━━━━━ Lesetext

Auf den privaten Bereich trifft dies tatsächlich zu. Die inzwischen geplanten und bereits beschlossenen Genderverbote drehen sich aber nicht um das Gespräch zu Hause sondern um beruflichen und amtlichen Kontext. In diesem Kontext gibt es aber oft sogar die direkte Pflicht zu gendern.

Ich arbeite in einem gemeinnützigen Umweltinstitut das zu 90% aus Drittmitteln, also Aufträgen der öffentlichen Hand (Sowohl Bund, als auch Länder und Kommunen) finanziert wird. Hier herrscht inzwischen ein regelrechter Wildwuchs an Gendervorgaben. Inzwischen müssen wir bei jedem Antrag genau prüfen, welche Art von Gendern gefordert wird und unsere oft 200 Seiten langen Förderanträge nach den bestimmten Vorgaben des jeweiligen Projektträgers gendern.

Das ist besonders müßig, da sich die Vorgaben auch regelmäßig ändern. Der Genderstern ist nicht barrierefrei, der Doppelpunkt schließt nicht alle mit ein, usw. Je nach bestimmter Vorgabe gendern wir also den einen Antrag so, den anderen so.

Kürzlich erhielten wir einen Antrag mit der Bitte zurück, aus allen Gendersternen die männliche und weibliche Form zu machen (also Lehrer und Lehrerinnen), da sich die Gendervorgaben geändert hätten (die Ausschreibung wurde von der Union übernommen).

Zum einen ist es müßig, nicht eine einheitliche Form des Genderns verwenden zu können, sondern von Projektträger zu Projektträger unterschiedliche Arten zu verwenden, zum anderen wird hiermit aber auch belegt, dass es im beruflichen Kontext sehr wohl die Pflicht zu gendern gibt. In unserem Institut gibt es inzwischen eine einheitliche Regel: Alle Mitarbeitende haben in Texten mit dem Stern (*) zu gendern.

━━━━━━━━━━
━━━━━ Datensätze

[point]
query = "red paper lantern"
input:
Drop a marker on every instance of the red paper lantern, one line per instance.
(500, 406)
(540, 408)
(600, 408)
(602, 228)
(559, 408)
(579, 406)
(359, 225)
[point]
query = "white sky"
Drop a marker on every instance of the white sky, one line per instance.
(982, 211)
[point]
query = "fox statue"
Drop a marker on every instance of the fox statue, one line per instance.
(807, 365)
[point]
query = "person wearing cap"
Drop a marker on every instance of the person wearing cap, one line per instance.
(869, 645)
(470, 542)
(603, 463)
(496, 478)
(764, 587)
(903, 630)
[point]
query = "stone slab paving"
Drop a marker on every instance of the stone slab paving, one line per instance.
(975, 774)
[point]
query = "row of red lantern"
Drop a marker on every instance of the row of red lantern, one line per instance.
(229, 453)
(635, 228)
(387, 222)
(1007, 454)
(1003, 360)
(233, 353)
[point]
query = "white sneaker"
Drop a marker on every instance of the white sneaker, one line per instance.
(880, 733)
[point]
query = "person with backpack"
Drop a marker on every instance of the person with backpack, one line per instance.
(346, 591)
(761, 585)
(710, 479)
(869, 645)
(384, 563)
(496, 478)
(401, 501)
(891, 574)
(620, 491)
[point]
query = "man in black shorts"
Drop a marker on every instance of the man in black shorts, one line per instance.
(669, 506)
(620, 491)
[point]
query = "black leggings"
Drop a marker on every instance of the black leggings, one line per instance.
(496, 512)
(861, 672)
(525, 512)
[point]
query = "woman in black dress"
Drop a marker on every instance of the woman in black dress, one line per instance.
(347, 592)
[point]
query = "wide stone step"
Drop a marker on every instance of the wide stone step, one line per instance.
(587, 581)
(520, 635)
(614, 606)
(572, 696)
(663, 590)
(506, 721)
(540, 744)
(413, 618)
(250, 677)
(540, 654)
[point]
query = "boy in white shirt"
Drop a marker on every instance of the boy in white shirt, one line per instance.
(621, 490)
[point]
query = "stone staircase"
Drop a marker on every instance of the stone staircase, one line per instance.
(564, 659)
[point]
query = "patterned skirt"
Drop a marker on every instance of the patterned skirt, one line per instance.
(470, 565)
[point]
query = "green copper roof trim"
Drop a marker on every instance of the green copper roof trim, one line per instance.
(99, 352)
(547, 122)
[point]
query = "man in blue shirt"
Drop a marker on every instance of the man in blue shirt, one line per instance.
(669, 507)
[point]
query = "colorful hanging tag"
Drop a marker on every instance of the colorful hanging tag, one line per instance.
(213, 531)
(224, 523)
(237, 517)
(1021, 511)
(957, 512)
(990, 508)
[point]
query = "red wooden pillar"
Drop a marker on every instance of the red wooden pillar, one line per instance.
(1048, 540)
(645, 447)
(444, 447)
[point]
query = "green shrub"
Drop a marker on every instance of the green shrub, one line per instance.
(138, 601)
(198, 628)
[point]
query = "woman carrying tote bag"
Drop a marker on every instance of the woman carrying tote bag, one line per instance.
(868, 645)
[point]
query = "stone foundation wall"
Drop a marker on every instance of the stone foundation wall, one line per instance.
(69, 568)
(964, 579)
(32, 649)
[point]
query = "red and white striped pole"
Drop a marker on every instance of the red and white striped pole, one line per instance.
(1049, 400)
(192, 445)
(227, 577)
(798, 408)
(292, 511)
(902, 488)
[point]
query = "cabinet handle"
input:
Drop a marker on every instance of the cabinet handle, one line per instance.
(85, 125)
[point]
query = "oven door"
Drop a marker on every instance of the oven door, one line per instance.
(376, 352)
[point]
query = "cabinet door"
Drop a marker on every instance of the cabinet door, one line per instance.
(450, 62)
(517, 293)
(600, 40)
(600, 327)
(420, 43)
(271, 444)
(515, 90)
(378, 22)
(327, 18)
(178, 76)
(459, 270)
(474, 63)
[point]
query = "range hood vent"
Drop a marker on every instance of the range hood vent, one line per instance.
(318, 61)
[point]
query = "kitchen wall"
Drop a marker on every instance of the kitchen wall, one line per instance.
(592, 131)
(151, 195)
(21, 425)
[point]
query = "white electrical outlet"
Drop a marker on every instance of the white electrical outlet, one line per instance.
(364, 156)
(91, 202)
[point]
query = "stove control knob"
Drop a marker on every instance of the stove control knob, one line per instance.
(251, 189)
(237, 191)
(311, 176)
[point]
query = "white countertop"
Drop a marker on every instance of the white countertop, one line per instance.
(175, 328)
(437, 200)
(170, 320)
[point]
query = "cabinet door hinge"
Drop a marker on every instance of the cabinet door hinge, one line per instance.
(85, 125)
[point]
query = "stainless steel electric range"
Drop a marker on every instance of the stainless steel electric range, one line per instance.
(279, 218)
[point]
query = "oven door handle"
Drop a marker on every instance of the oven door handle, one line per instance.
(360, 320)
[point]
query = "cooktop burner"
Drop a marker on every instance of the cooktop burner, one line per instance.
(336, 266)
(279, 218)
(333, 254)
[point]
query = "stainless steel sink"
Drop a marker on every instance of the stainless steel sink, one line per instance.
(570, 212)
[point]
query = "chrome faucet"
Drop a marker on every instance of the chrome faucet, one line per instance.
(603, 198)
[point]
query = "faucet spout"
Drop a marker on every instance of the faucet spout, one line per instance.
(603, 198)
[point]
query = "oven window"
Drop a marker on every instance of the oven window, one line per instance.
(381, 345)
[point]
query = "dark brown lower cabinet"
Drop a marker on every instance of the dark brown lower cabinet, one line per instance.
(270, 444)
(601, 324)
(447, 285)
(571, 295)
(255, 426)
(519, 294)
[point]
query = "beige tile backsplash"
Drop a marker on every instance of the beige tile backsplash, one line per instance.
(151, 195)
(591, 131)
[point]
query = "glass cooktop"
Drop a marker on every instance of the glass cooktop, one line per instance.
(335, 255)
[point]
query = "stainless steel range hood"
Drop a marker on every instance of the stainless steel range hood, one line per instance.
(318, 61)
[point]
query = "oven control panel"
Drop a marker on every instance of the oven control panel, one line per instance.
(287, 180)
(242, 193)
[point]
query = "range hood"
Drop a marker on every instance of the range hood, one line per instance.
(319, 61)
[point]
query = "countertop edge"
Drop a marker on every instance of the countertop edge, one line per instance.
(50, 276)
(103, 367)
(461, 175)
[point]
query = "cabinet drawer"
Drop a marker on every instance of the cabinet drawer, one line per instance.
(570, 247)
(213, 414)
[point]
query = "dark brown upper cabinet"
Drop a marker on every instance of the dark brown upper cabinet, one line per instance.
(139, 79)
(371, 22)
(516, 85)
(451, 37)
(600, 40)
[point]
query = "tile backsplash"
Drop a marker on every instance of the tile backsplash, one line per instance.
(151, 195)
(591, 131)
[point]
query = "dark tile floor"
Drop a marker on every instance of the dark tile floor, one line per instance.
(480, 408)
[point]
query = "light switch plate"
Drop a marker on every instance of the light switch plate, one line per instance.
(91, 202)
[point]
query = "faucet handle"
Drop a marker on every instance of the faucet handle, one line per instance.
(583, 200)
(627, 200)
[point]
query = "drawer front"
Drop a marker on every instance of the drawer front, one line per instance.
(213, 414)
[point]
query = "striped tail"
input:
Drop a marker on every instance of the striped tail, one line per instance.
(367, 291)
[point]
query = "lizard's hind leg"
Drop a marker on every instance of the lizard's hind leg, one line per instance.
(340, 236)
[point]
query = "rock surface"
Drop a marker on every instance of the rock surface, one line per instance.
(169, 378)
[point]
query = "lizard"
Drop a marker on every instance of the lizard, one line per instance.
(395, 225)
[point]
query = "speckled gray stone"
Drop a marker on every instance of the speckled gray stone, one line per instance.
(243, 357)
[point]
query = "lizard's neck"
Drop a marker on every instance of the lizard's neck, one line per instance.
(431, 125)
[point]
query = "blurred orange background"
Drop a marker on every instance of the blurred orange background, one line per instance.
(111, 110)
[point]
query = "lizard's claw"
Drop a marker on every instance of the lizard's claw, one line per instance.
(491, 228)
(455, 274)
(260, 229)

━━━━━━━━━━

• _Aufgaben_:
1. Übernehmen Sie aus dem Text zu den Gendervorgaben wörtlich den Abschnitt von "Ich arbeite in" bis "den anderen so.".
2. Zu welchem Anteil wird das im Text zu den Gendervorgaben beschriebene Umweltinstitut aus Drittmitteln finanziert?
3. Führen Sie den Text zu den Gendervorgaben im Anschluss an seinen letzten Satz weiter.

• _Antworten nach Nummer_:
1.
Ich arbeite in einem gemeinnützigen Umweltinstitut das zu 90% aus Drittmitteln, also Aufträgen der öffentlichen Hand (Sowohl Bund, als auch Länder und Kommunen) finanziert wird. Hier herrscht inzwischen ein regelrechter Wildwuchs an Gendervorgaben. Inzwischen müssen wir bei jedem Antrag genau prüfen, welche Art von Gendern gefordert wird und unsere oft 200 Seiten langen Förderanträge nach den bestimmten Vorgaben des jeweiligen Projektträgers gendern.

Das ist besonders müßig, da sich die Vorgaben auch regelmäßig ändern. Der Genderstern ist nicht barrierefrei, der Doppelpunkt schließt nicht alle mit ein, usw. Je nach bestimmter Vorgabe gendern wir also den einen Antrag so, den anderen so.

2. Zu 90 %

3.
Für Menschen, deren hauptberufliche Tätigkeit das Schreiben ist, kann dies als sehr störend empfunden werden. Klar, ich muss mich auch nach der deutschen Rechtschreibung richten und darf nicht einfach Satzzeichen verwenden, wie ich sie möchte. Nichtsdestotrotz: Das Gendern wird von vielen Menschen als politisch und emotional aufgeladen empfunden. Es wäre glaube ich im Sinne aller Menschen, wenn gendern weder vorgeschrieben, noch verboten wird. Sowohl im beruflichen, wie auch privaten Kontext. Denn genauso, wie das Verbot in Bayern unsinnig ist, so ist auch die Vorgabe, wie ich zu gendern habe, um öffentliche Förderung zu bekommen unsinnig, insbesondere, wenn ich Förderung im Naturschutz beantrage, also ein Thema, was nicht wirklich mit gendern zusammenhängt.

Auch wenn ihr in eurem Alltag nicht zum gendern gezwungen werdet, ich werde es jeden Tag. Ich gendere sogar in meiner Freizeit, denn ich hab damit wirklich kein Problem. Einige meiner Kolleg*innen aber schon. Und die finden dann das Verbot in Bayern wiederum ne richtige Sache. So schafft man Fronten, wo keine sein müssten.